**Document excerpt:**
>>>

Tuesday, November 17, 2009

Heavy.

My thoughts are deliberate and scattered, like an aerial view of people milling about in a suburban mall. Intersecting, wandering, entering and exiting my mind, an endless carousel of life's musing. Some thoughts weigh heavily. I think of certain people and moments that stay suspended in my mind's eye. The atmosphere and emotions are all still so palpable yet just out of arm's reach, alive with tones, colors, sentiments.
I question if Benito was so hard to love because he actually dialed into me and knew my true character. Did I struggle with him emotionally because I was so exposed in his presence, his criticisms driving into my core? Or has he really been the most emotionally toxic person in my life the past 9 years? I believe a bit of both. That with his knowledge of me and his hold over my heart, he emotionally stagnated me and continuously regressed me to a past place, to an older version of myself. Our battle, our constant friction was the collision of our two realities. His interactions colored by an expired construct of who I am, me incapable of updating his perception, nor forgiving past hurt. I still feel this primal urge to run back to him. Am I banging my head against a wall because I like having headaches? I wonder. Perhaps I'm so love-starved I am jumping at whoever is offering, in desperation. I just know that Benito didn't earn my undying loyalty and love, I was just always giving of myself, to my detriment. And finally, when he tried to make up for all of these years, it was much too little, way too late.

<<<

**Data records:**

>>>

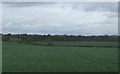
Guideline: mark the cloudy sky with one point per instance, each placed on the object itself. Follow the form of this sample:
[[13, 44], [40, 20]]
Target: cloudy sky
[[89, 18]]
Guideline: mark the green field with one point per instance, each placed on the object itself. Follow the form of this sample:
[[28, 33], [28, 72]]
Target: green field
[[20, 57]]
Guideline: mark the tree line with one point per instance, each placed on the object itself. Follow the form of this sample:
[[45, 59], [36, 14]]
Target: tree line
[[36, 37]]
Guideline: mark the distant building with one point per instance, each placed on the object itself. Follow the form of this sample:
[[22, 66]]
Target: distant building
[[13, 39]]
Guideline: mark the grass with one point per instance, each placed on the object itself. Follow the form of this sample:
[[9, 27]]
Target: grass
[[30, 58]]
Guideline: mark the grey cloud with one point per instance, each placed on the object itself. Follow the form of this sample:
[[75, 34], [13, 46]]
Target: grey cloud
[[60, 18], [25, 4]]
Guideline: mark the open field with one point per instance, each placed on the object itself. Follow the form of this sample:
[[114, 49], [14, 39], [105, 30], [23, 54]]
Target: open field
[[19, 57]]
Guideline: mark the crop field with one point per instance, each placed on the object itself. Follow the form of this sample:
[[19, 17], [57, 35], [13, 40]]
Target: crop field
[[20, 57]]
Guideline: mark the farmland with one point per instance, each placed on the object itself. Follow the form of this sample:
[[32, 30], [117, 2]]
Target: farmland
[[20, 57]]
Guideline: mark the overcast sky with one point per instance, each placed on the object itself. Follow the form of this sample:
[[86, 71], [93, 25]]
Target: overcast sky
[[90, 18]]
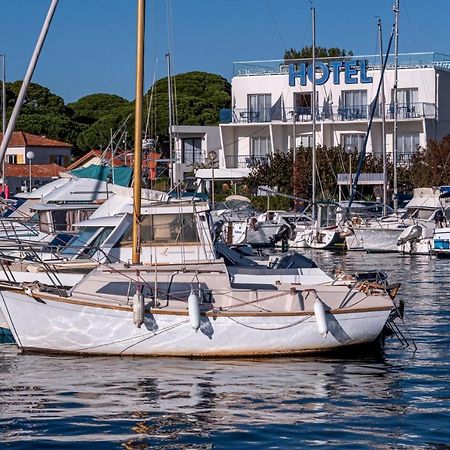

<<<

Please write the next part of the diary entry titled "Heavy.", continuing after "it was much too little, way too late." The entries were taken from a different source than the diary entry.

**Answer space:**
I'm going to have to resolve myself to this conclusion and try to seek closure. I can't afford to keep revisiting these painful emotions. I stopped crying over Benito a long time ago, I am sad I made him cry over me, but I can't sacrifice any more of my heart for him. It was tempting to think that I could be happy with him after obsessing over the idea all of these years, but as so many dreams in life, the reality is never the same. I have to hold on to those feelings of rejection and hurt, and feed on them in my weaker moments, and move forward knowing I loved him imperfectly, for so long, and his chance to reciprocate came and went over and over. So the guilt is not mine to carry. And that is how I will sleep at night. Mind and heart a little less heavy.